Exercise brief » Could you print each of the records below exactly?

Data excerpts »
/---

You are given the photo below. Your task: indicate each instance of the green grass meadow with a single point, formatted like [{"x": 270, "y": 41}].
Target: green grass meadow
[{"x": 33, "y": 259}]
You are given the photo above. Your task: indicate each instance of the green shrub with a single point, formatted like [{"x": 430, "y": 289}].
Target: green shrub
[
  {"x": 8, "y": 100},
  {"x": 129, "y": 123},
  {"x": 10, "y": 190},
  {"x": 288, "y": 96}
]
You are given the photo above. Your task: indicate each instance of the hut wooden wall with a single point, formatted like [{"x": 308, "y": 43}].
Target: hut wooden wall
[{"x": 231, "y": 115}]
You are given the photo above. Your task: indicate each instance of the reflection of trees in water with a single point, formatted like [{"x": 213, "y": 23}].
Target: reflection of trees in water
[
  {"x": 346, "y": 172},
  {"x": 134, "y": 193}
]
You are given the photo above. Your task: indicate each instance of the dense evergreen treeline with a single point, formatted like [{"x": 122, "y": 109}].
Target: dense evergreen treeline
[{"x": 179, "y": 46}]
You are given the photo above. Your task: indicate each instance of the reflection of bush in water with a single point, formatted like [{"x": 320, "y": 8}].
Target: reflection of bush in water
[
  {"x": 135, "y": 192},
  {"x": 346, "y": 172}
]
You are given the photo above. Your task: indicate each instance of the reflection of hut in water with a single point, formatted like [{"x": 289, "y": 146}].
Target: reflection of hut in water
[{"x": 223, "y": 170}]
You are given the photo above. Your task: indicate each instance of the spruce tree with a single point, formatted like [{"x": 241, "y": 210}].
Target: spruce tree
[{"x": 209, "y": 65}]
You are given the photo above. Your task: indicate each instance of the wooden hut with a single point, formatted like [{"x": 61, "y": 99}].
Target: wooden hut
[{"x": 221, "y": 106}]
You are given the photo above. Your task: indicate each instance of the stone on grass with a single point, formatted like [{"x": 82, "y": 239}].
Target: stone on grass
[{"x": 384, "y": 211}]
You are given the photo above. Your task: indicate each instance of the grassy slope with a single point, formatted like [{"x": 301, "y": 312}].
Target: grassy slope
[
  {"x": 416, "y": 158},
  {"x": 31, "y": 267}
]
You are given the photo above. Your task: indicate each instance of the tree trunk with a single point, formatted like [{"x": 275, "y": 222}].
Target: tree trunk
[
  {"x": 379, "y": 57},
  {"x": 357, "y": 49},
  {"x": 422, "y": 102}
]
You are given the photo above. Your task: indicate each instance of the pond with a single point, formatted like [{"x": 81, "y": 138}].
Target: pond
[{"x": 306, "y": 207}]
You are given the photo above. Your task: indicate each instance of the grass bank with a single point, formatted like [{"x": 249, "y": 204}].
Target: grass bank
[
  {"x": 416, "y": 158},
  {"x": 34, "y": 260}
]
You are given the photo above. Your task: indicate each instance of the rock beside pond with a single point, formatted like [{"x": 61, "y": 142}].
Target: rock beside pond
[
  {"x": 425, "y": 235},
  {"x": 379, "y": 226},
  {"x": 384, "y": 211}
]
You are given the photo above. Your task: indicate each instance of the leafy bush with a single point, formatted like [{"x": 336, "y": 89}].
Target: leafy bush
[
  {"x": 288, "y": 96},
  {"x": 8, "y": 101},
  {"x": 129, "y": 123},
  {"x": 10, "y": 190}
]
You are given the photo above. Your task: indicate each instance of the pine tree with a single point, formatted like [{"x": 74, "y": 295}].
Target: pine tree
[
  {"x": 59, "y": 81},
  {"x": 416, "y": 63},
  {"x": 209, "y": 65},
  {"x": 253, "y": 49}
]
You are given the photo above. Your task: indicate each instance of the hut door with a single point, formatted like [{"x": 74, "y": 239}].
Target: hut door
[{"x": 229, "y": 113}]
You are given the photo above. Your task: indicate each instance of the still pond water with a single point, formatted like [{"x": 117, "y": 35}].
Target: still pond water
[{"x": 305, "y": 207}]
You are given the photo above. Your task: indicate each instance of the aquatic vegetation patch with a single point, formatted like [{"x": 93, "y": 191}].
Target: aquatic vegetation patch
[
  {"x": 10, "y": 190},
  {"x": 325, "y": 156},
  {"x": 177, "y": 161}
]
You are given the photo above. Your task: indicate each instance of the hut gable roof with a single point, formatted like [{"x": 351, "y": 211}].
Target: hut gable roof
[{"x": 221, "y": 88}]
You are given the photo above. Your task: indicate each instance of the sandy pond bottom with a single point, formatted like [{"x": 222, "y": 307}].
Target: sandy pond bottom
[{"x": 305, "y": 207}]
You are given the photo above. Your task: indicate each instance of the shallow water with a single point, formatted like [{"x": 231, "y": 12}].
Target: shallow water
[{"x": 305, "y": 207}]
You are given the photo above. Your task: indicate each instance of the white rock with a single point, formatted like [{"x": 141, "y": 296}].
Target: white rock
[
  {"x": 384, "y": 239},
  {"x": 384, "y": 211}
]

\---

Response area »
You are given the photo below. Your task: indicate each instance of the green grass meadow with a single point, formatted like [{"x": 270, "y": 41}].
Target: green grass meadow
[{"x": 33, "y": 259}]
You are given the photo above. Your task: indicate each instance of the green shrub with a single point, formatted like [{"x": 430, "y": 289}].
Target: green shrub
[
  {"x": 8, "y": 100},
  {"x": 129, "y": 123},
  {"x": 10, "y": 190},
  {"x": 288, "y": 96}
]
You are given the photo above. Your task: indicate each instance of the hut wooden wall with a single point, formatted like [{"x": 308, "y": 43}].
Target: hut wooden wall
[{"x": 231, "y": 115}]
You are given the photo above. Your task: indicate each instance of the reflection of trees in water with a single point, formatted like [{"x": 213, "y": 23}].
Target: reflection of trees in water
[
  {"x": 346, "y": 172},
  {"x": 134, "y": 193}
]
You are given the photo above. Your task: indicate each instance of the dense evergreen treeline with a single point, formatted like [{"x": 122, "y": 109}].
Target: dense evergreen treeline
[{"x": 179, "y": 46}]
You are given the photo above. Your task: indicate each instance of the reflection of bush in water with a single point, formatted like [{"x": 320, "y": 8}].
Target: reflection of bush in water
[
  {"x": 135, "y": 192},
  {"x": 346, "y": 172}
]
You are given the photo above. Your task: indicate each instance of the reflection of hut in water with a single point, formatted like [{"x": 289, "y": 146}].
Target: reflection of hut in water
[{"x": 223, "y": 170}]
You are given the photo above. Your task: indicate each instance of the spruce tree with a single point, formatted like [{"x": 241, "y": 210}].
Target: spruce tree
[{"x": 209, "y": 65}]
You are given the photo above. Your task: indicate each instance of the wooden hut with a single point, formatted like [{"x": 61, "y": 99}].
Target: wooden hut
[{"x": 221, "y": 106}]
You are given the photo above. Your task: indicate each instance of the stone on grass with a single point, formatted like [{"x": 82, "y": 239}].
Target: stone on grass
[{"x": 384, "y": 211}]
You are given the photo above. Your task: indicate each instance of the grassy slope with a single point, formatted like [{"x": 301, "y": 312}].
Target: grassy slope
[
  {"x": 416, "y": 158},
  {"x": 31, "y": 267}
]
You are given the photo above. Your task: indicate each instance of the tree trunk with a single point, formatted like [{"x": 275, "y": 222}].
Target: tree trunk
[
  {"x": 379, "y": 57},
  {"x": 357, "y": 49},
  {"x": 422, "y": 102}
]
You are given the photo above. Your task: indicate each instance of the pond with a single point, formatted like [{"x": 81, "y": 138}].
Target: pond
[{"x": 306, "y": 207}]
You are given the photo above. Your task: indicate each instance of the grass bank with a single point, formatted like [{"x": 249, "y": 204}].
Target: grass bank
[
  {"x": 416, "y": 158},
  {"x": 34, "y": 260}
]
You are given the photo above. Your task: indicate each instance of the rock beside pond with a single point, formatted like [{"x": 61, "y": 142}].
Target: rock beside pond
[
  {"x": 425, "y": 235},
  {"x": 379, "y": 226},
  {"x": 384, "y": 211}
]
You are given the photo above. Your task: indicate each instance of the leafy bush with a single point, formatted like [{"x": 336, "y": 89}].
Target: leafy bush
[
  {"x": 288, "y": 96},
  {"x": 8, "y": 101},
  {"x": 129, "y": 123},
  {"x": 10, "y": 190}
]
You are given the photo above. Your task: indicate each instance of the pine tree with a single point, formatted like [{"x": 74, "y": 295}].
Target: pine tree
[
  {"x": 59, "y": 81},
  {"x": 416, "y": 63},
  {"x": 209, "y": 65},
  {"x": 253, "y": 49}
]
You are given the photo above. Your task: indicate each instance of the hut door with a single point, formatted like [{"x": 74, "y": 239}].
Target: hut door
[{"x": 229, "y": 113}]
You are given the photo above. Your task: indicate each instance of the still pond water with a single point, formatted like [{"x": 117, "y": 35}].
Target: still pond water
[{"x": 305, "y": 207}]
You are given the photo above. Your task: indicate each instance of the aquatic vegetation patch with a single point, formatted like [{"x": 93, "y": 191}].
Target: aquatic vegetation patch
[
  {"x": 10, "y": 190},
  {"x": 325, "y": 156},
  {"x": 177, "y": 161}
]
You are given the photo above. Your task: indicate each instance of the hut gable roof with a single point, formatted like [{"x": 351, "y": 211}].
Target: hut gable roof
[{"x": 221, "y": 88}]
You are given the photo above. Your task: indicate each instance of the sandy pond bottom with a single point, formatted like [{"x": 222, "y": 307}].
Target: sandy pond bottom
[{"x": 305, "y": 207}]
You are given the photo above. Your task: indicate each instance of the shallow water with a single point, formatted like [{"x": 231, "y": 12}].
Target: shallow water
[{"x": 305, "y": 207}]
You are given the photo above. Your task: indicate each instance of the white rock with a single point, formatted like [{"x": 141, "y": 296}].
Target: white rock
[
  {"x": 384, "y": 239},
  {"x": 384, "y": 211}
]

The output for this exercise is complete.